SECTION 6. STOCK APPRECIATION RIGHTS.

                  (a) Grant and Exercise. Stock Appreciation Rights may be
         granted in conjunction with all or part of any Stock Option granted
         under the Plan. In the case of a Non-Qualified Stock Option, such
         rights may be granted either at or after the time of the grant of such
         Stock Option. In the case of an Incentive Stock Option, such rights may
         be granted only at the time of the grant of such Stock Option. A Stock
         Appreciation Right or applicable portion thereof granted with respect
         to a given Stock Option shall terminate and no longer be exercisable
         upon the termination or exercise of the related Stock Option, subject
         to such provisions as the Committee may specify at grant where a Stock
         Appreciation Right is granted with respect to less than the full
         number of shares covered by a related Stock Option. A Stock
         Appreciation Right may be exercised by an optionee, subject to Section
         6(b), in accordance with the procedures established by the Committee
         for such purpose. Upon such exercise, the optionee shall be entitled
         to receive an amount determined in the manner prescribed in Section
         6(b). Stock Options relating to exercised Stock Appreciation Rights
         shall no longer be exercisable to the extent that the related Stock
         Appreciation Rights have been exercised.

                  (b) Terms and Conditions. Stock Appreciation Rights shall be
         subject to such terms and conditions, not inconsistent with the
         provisions of the Plan, as shall be determined from time to time by the
         Committee, including the following:

                           (i) Stock Appreciation Rights shall be exercisable
                  only at such time or times and to the extent that the Stock
                  Options to which they relate shall be exercisable in
                  accordance with the provisions of Section 5 and this Section 6
                  of the Plan.

                           (ii) Upon the exercise of a Stock Appreciation Right,
                  an optionee shall be entitled to receive an amount in cash
                  and/or shares of Common Stock equal in value to the excess of
                  the Fair Market Value of one share of Common Stock over the
                  option price per share specified in the related Stock Option
                  multiplied by the number of shares in respect of which the
                  Stock Appreciation Right shall have been exercised, with the
                  Committee having the right to determine the form of payment.
                  When payment is to be made in shares, the number of shares to
                  be paid shall be calculated on the basis of the Fair Market
                  Value of the shares on the date of exercise. When payment is
                  to be made in cash, such amount shall be calculated on the
                  basis of the Fair Market Value of the Common Stock on the date
                  of exercise.

                           (iii) Stock Appreciation Rights shall be transferable
                  only when and to the extent that the underlying Stock Option
                  would be transferable under Section 5(e) of the Plan.



                                       12
   37


                           (iv) Upon the exercise of a Stock Appreciation Right,
                  the Stock Option or part thereof to which such Stock
                  Appreciation Right is related shall be deemed to have been
                  exercised for the purpose of the limitation set forth in
                  Section 3 of the Plan on the number of shares of Common Stock
                  to be issued under the Plan.

                           (v) The Committee, in its sole discretion, may also
                  provide that, in the event of a Change in Control and/or a
                  Potential Change in Control, the amount to be paid upon the
                  exercise of a Stock Appreciation Right shall be based on the
                  Change in Control Price, subject to such terms and conditions
                  as the Committee may specify at grant.

§

▶ _PROBLEM TO SOLVE_
Pick up the plan section on stock appreciation rights above and continue it from its final sentence.

▶ _DATA PROVIDED_
§

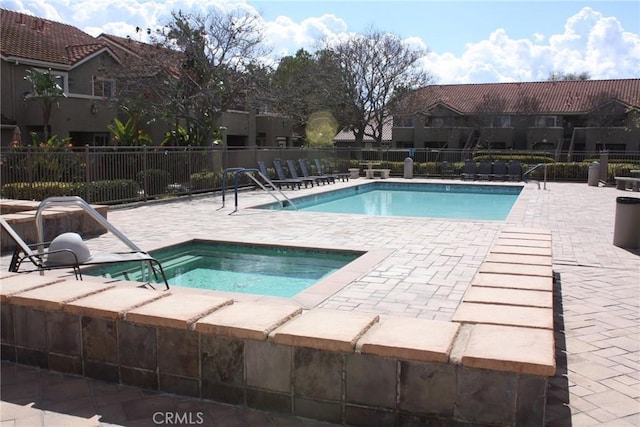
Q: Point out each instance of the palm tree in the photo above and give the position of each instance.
(47, 90)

§

▶ _REPLY TO THE TASK_
                           (vi) The Committee may condition the exercise of any
                  Stock Appreciation Right upon the attainment of specified
                  performance goals or other factors as the Committee may
                  determine, in its sole discretion.

SECTION 7. RESTRICTED STOCK.

                  (a) Administration. Shares of Restricted Stock may be issued
         either alone, in addition to, or in tandem with other awards granted
         under the Plan and/or cash awards made outside the Plan. The Committee
         shall determine the eligible persons to whom, and the time or times at
         which, grants of Restricted Stock will be made, the number of shares of
         Restricted Stock to be awarded to any person, the price (if any) to be
         paid by the recipient of Restricted Stock (subject to Section 7(b)),
         the time or times within which such awards may be subject to
         forfeiture, and the other terms, restrictions and conditions of the
         awards in addition to those set forth in Section 7(c). The Committee
         may condition the grant of Restricted Stock upon the attainment of
         specified performance goals or such other factors as the Committee may
         determine, in its sole discretion. The provisions of Restricted Stock
         awards need not be the same with respect to each recipient.

                  (b) Awards and Certificates. The prospective recipient of a
         Restricted Stock award shall not have any rights with respect to such
         award, unless and until such recipient has executed an agreement
         evidencing the award and has delivered a fully executed copy thereof to
         the Corporation, and has otherwise complied with the applicable terms
         and conditions of such award.

                           (i) The purchase price for shares of Restricted Stock
                  shall be established by the Committee and may be zero.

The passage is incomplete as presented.